◆ **DESCRIPTION OF THE TASK**
Find every line in the items below that contains the word "come", and copy each of those lines.

◆ **LISTED ENTRIES**
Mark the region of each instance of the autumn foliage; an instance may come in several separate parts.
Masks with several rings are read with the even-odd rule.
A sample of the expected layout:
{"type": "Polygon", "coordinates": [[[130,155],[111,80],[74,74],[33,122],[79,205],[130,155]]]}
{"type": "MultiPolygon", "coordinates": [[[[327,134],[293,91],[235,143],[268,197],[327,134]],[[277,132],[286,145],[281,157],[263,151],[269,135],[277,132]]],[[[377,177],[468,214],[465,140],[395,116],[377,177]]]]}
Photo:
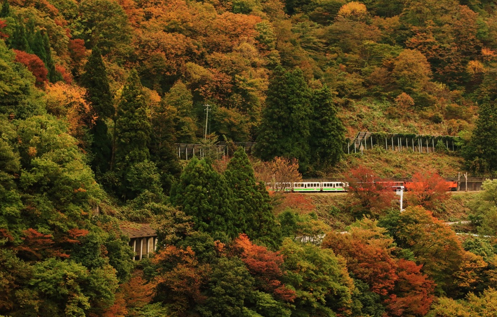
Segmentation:
{"type": "Polygon", "coordinates": [[[356,200],[357,213],[378,215],[391,205],[395,197],[393,189],[376,183],[376,178],[373,170],[364,166],[351,170],[347,177],[348,193],[356,200]]]}
{"type": "Polygon", "coordinates": [[[440,175],[434,173],[415,173],[406,184],[405,197],[411,205],[419,205],[434,210],[448,197],[449,185],[440,175]]]}
{"type": "Polygon", "coordinates": [[[245,234],[240,235],[233,241],[232,248],[235,254],[239,254],[247,266],[261,290],[270,292],[286,302],[293,301],[296,297],[295,291],[285,287],[281,282],[284,274],[281,268],[283,263],[282,255],[264,247],[252,244],[245,234]]]}
{"type": "Polygon", "coordinates": [[[48,70],[43,61],[34,54],[30,54],[17,50],[14,50],[14,52],[15,53],[15,61],[24,65],[33,73],[36,78],[37,86],[43,86],[48,80],[47,78],[48,70]]]}

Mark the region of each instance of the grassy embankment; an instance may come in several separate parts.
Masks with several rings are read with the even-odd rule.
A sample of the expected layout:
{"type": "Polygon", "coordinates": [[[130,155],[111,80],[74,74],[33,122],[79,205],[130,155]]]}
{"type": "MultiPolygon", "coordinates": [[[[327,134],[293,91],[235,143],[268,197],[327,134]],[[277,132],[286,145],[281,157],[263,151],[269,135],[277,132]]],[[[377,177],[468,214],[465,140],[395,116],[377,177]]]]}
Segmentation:
{"type": "Polygon", "coordinates": [[[411,177],[415,173],[426,172],[449,177],[464,170],[463,161],[451,152],[421,153],[411,149],[397,152],[374,146],[364,151],[363,155],[346,155],[339,163],[328,169],[325,177],[343,178],[351,169],[363,165],[373,170],[378,177],[411,177]]]}

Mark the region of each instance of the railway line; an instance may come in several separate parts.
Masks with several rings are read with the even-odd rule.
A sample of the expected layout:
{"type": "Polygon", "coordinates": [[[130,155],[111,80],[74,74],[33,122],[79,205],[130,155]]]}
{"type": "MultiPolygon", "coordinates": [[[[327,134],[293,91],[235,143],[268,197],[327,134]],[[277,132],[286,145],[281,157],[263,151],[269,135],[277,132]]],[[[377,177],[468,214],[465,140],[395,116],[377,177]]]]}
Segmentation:
{"type": "MultiPolygon", "coordinates": [[[[459,175],[457,178],[446,178],[445,180],[447,188],[452,192],[474,192],[482,190],[482,184],[486,180],[493,179],[485,177],[468,178],[466,176],[461,180],[459,175]]],[[[409,190],[417,185],[410,179],[382,179],[375,180],[373,183],[384,188],[392,188],[397,191],[409,190]]],[[[335,194],[346,192],[348,187],[348,183],[343,180],[306,179],[300,182],[269,184],[268,189],[274,191],[335,194]]]]}

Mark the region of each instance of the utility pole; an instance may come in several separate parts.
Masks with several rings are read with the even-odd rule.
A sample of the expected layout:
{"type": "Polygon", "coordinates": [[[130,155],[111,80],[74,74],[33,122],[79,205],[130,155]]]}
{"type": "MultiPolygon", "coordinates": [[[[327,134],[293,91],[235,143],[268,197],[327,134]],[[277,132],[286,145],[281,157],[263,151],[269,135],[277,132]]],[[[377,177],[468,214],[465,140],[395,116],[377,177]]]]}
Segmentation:
{"type": "Polygon", "coordinates": [[[464,175],[464,178],[466,179],[466,189],[465,189],[465,190],[464,191],[468,191],[468,172],[467,172],[466,173],[465,173],[464,175]]]}
{"type": "Polygon", "coordinates": [[[204,105],[204,107],[205,107],[205,110],[207,112],[207,115],[205,116],[205,133],[204,134],[204,140],[207,139],[207,122],[209,119],[209,107],[210,106],[210,105],[204,105]]]}

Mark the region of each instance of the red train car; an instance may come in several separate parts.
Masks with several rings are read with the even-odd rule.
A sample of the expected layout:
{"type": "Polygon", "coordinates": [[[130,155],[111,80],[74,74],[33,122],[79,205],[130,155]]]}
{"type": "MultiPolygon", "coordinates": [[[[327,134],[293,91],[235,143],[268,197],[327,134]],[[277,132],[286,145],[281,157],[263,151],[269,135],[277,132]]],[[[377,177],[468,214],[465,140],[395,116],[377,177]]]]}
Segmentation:
{"type": "MultiPolygon", "coordinates": [[[[455,191],[457,190],[457,182],[453,181],[445,181],[445,184],[449,188],[449,190],[455,191]]],[[[406,182],[404,183],[404,186],[406,190],[412,190],[414,187],[414,183],[413,182],[406,182]]]]}

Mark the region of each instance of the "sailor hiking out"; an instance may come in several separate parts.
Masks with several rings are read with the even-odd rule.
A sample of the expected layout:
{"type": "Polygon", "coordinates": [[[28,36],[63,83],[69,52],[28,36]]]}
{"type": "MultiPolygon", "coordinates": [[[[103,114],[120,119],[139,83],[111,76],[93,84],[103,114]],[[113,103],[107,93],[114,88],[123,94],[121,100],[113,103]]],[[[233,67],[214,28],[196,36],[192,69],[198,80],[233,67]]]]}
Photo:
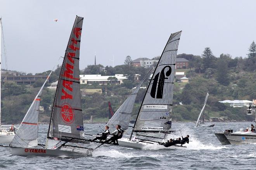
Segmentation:
{"type": "Polygon", "coordinates": [[[106,143],[111,143],[113,142],[114,144],[116,144],[116,141],[117,144],[118,144],[118,139],[121,138],[123,137],[124,133],[124,130],[121,128],[121,126],[119,124],[116,125],[116,129],[111,133],[110,134],[113,135],[113,136],[107,140],[106,143]]]}
{"type": "Polygon", "coordinates": [[[183,136],[182,136],[182,140],[180,138],[179,138],[178,139],[177,139],[176,140],[170,139],[170,141],[168,140],[165,143],[159,142],[158,143],[159,144],[163,145],[166,147],[168,147],[171,146],[175,145],[177,144],[181,144],[181,146],[182,146],[182,144],[184,144],[186,143],[189,143],[189,135],[187,135],[187,136],[185,138],[183,138],[183,136]]]}
{"type": "Polygon", "coordinates": [[[101,136],[97,136],[95,138],[92,140],[92,141],[96,141],[96,140],[99,140],[100,142],[101,142],[102,140],[106,140],[107,139],[107,138],[108,136],[110,134],[110,132],[109,130],[109,127],[108,126],[106,126],[105,127],[105,131],[104,132],[100,133],[98,133],[97,134],[102,134],[101,136]]]}

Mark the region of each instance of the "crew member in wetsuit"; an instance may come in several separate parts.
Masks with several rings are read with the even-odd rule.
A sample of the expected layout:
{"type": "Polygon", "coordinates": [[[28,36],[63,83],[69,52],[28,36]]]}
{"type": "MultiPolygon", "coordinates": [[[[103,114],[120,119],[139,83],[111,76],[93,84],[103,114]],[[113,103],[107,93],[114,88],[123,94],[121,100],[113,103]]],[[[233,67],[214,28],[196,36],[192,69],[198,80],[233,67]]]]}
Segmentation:
{"type": "Polygon", "coordinates": [[[189,143],[189,135],[188,134],[187,135],[187,136],[185,138],[183,138],[183,136],[182,136],[182,140],[180,141],[180,144],[181,144],[182,146],[183,144],[185,144],[186,143],[189,143]]]}
{"type": "Polygon", "coordinates": [[[171,140],[172,142],[167,142],[166,143],[159,143],[159,144],[161,145],[163,145],[165,147],[168,147],[169,146],[171,146],[174,145],[175,144],[178,144],[180,143],[180,139],[181,139],[180,138],[179,138],[176,140],[174,140],[172,139],[171,140]]]}
{"type": "Polygon", "coordinates": [[[95,139],[92,139],[92,141],[96,141],[96,140],[98,139],[100,140],[100,142],[101,142],[102,140],[105,140],[106,139],[107,139],[107,137],[110,134],[110,132],[109,132],[109,127],[108,126],[106,126],[105,127],[105,129],[106,130],[104,132],[103,132],[101,134],[98,133],[98,134],[102,134],[102,136],[97,137],[95,139]]]}
{"type": "Polygon", "coordinates": [[[108,142],[109,143],[111,143],[114,142],[114,144],[116,144],[116,141],[117,144],[118,144],[118,139],[122,138],[123,136],[123,130],[121,129],[121,126],[119,124],[116,125],[116,130],[111,133],[110,134],[113,135],[113,136],[110,138],[106,141],[106,142],[108,142]]]}

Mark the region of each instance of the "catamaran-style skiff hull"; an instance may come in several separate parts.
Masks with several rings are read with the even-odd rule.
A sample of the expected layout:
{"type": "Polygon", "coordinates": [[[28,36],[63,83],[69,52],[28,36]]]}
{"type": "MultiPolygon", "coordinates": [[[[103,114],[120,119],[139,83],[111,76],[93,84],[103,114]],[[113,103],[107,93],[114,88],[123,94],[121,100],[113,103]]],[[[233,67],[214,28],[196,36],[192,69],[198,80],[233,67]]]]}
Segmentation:
{"type": "Polygon", "coordinates": [[[10,147],[12,154],[22,156],[42,156],[59,157],[66,156],[71,158],[91,156],[92,151],[90,149],[77,148],[63,146],[55,149],[43,148],[10,147]]]}
{"type": "Polygon", "coordinates": [[[256,143],[256,133],[237,132],[234,133],[216,133],[221,144],[238,144],[256,143]]]}
{"type": "MultiPolygon", "coordinates": [[[[153,147],[156,144],[160,145],[158,143],[151,141],[144,142],[138,140],[135,141],[130,141],[128,138],[122,138],[118,140],[119,146],[126,148],[131,148],[135,149],[150,149],[150,147],[153,147]]],[[[162,146],[163,148],[168,149],[176,149],[177,148],[187,148],[186,146],[181,146],[180,145],[173,145],[168,148],[162,146]]]]}
{"type": "Polygon", "coordinates": [[[10,143],[14,137],[14,133],[10,134],[1,134],[0,133],[0,143],[10,143]]]}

◆ **SOLUTION BELOW**
Mark the region of each instance of the autumn foliage; an instance may come in several separate parts.
Mark the region of each instance of the grassy embankment; an instance may come in several separate parts.
Mark the region of each instance of the railway line; an instance may come in several separate parts.
Mark the region of each instance of the utility pole; an instance may come in several separate parts.
Mark the region of each instance of the red train car; an instance may come in several separate parts.
Mark the region of each instance of the "sailor hiking out"; an instance may come in several separate parts.
Mark the region of each instance of the "crew member in wetsuit"; an instance may come in several separate parts.
Mark the region of each instance of the "catamaran-style skiff hull"; an instance may come in several separate parts.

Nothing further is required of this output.